**Task directions**
Please reproduce the entries below exactly, leaving the pictures out.

[Data items]
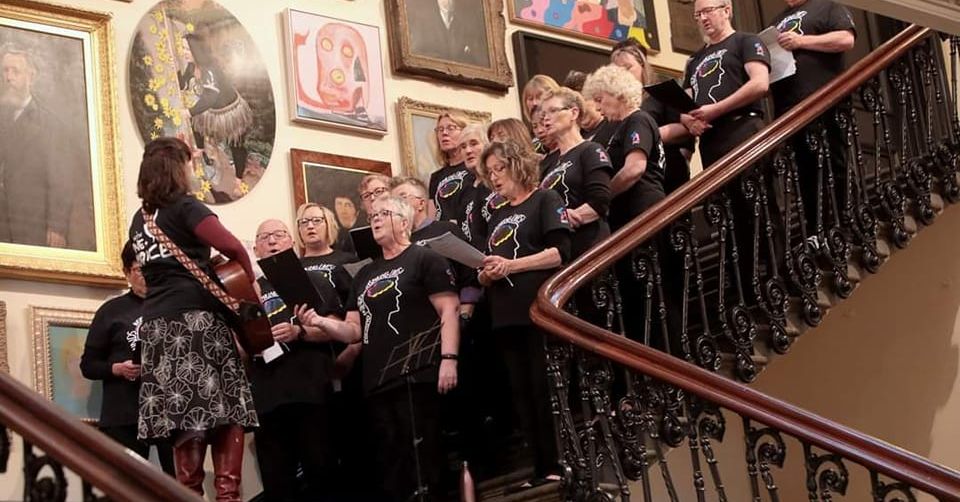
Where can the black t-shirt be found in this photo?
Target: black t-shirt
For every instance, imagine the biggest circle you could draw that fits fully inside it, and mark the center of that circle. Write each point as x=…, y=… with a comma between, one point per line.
x=814, y=68
x=518, y=231
x=330, y=267
x=172, y=289
x=582, y=176
x=637, y=132
x=114, y=337
x=393, y=299
x=717, y=71
x=446, y=189
x=302, y=373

**Response**
Where can the black t-shirt be found in this photo?
Target: black t-shirt
For every instance, imagine the biggest circle you could draw that fits fully inside it, and mark the center of that circle. Write each point as x=…, y=… with a comma between, one point per line.
x=814, y=68
x=518, y=231
x=330, y=267
x=172, y=289
x=582, y=176
x=637, y=132
x=114, y=337
x=393, y=299
x=717, y=71
x=446, y=189
x=302, y=373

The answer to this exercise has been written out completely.